Each entry must be printed again without a single change.
Extracted material START
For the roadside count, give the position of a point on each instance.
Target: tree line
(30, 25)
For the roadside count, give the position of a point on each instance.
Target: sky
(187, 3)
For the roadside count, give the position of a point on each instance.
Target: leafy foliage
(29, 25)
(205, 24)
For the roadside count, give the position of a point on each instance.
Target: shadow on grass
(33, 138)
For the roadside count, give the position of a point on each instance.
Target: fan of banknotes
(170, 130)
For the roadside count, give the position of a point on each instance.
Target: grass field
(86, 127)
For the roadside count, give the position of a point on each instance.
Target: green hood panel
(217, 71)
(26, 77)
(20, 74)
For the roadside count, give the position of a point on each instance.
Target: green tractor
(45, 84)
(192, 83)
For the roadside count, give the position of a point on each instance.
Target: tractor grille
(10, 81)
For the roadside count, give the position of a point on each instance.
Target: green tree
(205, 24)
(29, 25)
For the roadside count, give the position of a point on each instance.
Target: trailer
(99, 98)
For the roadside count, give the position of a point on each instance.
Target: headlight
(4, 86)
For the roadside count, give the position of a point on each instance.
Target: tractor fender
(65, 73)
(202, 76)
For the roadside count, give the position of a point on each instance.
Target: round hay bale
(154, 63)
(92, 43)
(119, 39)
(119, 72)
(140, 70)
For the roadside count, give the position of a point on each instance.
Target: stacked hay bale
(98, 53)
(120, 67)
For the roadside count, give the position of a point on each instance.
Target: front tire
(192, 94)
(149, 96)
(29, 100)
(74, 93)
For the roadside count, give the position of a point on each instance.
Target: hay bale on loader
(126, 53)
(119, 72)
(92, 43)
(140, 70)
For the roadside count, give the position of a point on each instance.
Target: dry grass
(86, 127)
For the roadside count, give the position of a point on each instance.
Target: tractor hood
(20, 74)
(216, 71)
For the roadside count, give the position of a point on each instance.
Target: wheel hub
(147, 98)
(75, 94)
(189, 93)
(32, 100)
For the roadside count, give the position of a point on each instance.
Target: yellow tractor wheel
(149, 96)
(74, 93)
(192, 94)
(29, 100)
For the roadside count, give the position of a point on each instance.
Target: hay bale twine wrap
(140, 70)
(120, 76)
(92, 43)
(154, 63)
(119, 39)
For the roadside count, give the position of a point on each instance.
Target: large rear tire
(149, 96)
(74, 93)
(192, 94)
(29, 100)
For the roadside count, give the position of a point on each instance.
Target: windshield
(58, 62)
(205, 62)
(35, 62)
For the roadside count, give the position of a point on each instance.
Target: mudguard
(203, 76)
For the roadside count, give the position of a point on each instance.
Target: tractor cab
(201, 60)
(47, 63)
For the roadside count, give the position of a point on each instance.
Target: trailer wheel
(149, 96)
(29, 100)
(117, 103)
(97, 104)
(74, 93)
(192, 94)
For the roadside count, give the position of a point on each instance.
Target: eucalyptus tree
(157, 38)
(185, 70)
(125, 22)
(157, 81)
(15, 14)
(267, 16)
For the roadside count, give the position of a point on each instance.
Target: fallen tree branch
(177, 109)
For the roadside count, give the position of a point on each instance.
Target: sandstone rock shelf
Extracted material END
Answer area:
For the roadside count, give the position of a point on each instance.
Target: tree line
(30, 25)
For the roadside count, give the position of a point on each instance.
Target: sky
(187, 3)
For the roadside count, give the position of a point on each instance.
Target: leafy foliage
(29, 25)
(205, 24)
For the roadside count, give the position of a point on each instance.
Target: shadow on grass
(33, 138)
For the roadside count, give the position of a point on each instance.
Target: fan of banknotes
(170, 130)
For the roadside count, give the position of a point on each instance.
Target: grass field
(86, 127)
For the roadside count, give the position of a point on each instance.
Target: green hood panel
(217, 71)
(26, 77)
(20, 74)
For the roadside count, give the position of a point on each instance.
Target: green tractor
(45, 84)
(192, 83)
For the roadside count, give the position of a point on each instance.
Target: tractor grille
(10, 81)
For the roadside count, give the position of a point on each instance.
Target: green tree
(205, 24)
(29, 25)
For the roadside count, give the position of a point on each instance.
Target: trailer
(99, 98)
For the roadside count, give the position of a point on each instance.
Target: headlight
(4, 86)
For the roadside count, give the position of a point on each instance.
Target: tractor fender
(65, 73)
(202, 76)
For the roadside count, give the position of a point on each instance.
Target: round hay bale
(154, 63)
(92, 43)
(119, 39)
(119, 72)
(140, 70)
For the roadside count, give the position of a point on each instance.
Target: stacked hay bale
(98, 53)
(120, 67)
For the roadside count, give the position of a point on each instance.
Target: front tire
(192, 94)
(149, 96)
(29, 100)
(74, 93)
For the roadside count, give the position of a point on each instance.
Target: hay bale on loader
(126, 53)
(119, 72)
(92, 43)
(140, 70)
For the roadside count, give the position of a point on each instance.
Target: dry grass
(86, 127)
For the roadside count, give the position of a point on each instance.
Target: tractor hood
(20, 74)
(216, 71)
For the roadside count, give the position of a point on each instance.
Target: wheel hub
(147, 98)
(75, 94)
(189, 93)
(32, 100)
For the roadside count, give the position of a point on each instance.
Target: yellow tractor wheel
(149, 96)
(74, 93)
(192, 94)
(29, 100)
For the roadside count, give the position of a point on each instance.
Target: hay bale twine wrap
(140, 70)
(120, 76)
(92, 43)
(154, 63)
(119, 39)
For the roadside count, give the position of a point on each instance.
Target: large rear tire
(149, 96)
(74, 93)
(192, 94)
(29, 100)
For the roadside count, give the position of a point on each instance.
Target: windshield
(58, 62)
(205, 62)
(35, 62)
For the roadside count, give the position of a point on each instance.
Target: mudguard
(203, 76)
For the roadside count, give the position of a point on each instance.
Target: tractor cab
(201, 60)
(47, 63)
For the roadside count, give the position of a point on each instance.
Target: trailer wheel
(149, 96)
(29, 100)
(117, 103)
(97, 104)
(74, 93)
(192, 94)
For the roadside count, give the position of a point on each instance.
Target: eucalyptus tree
(157, 38)
(185, 70)
(125, 22)
(157, 81)
(15, 14)
(267, 16)
For the roadside count, give the position of a point on each instance.
Target: fallen tree branch
(177, 109)
For the roadside count, give the position of a point on each instance.
Target: sandstone rock shelf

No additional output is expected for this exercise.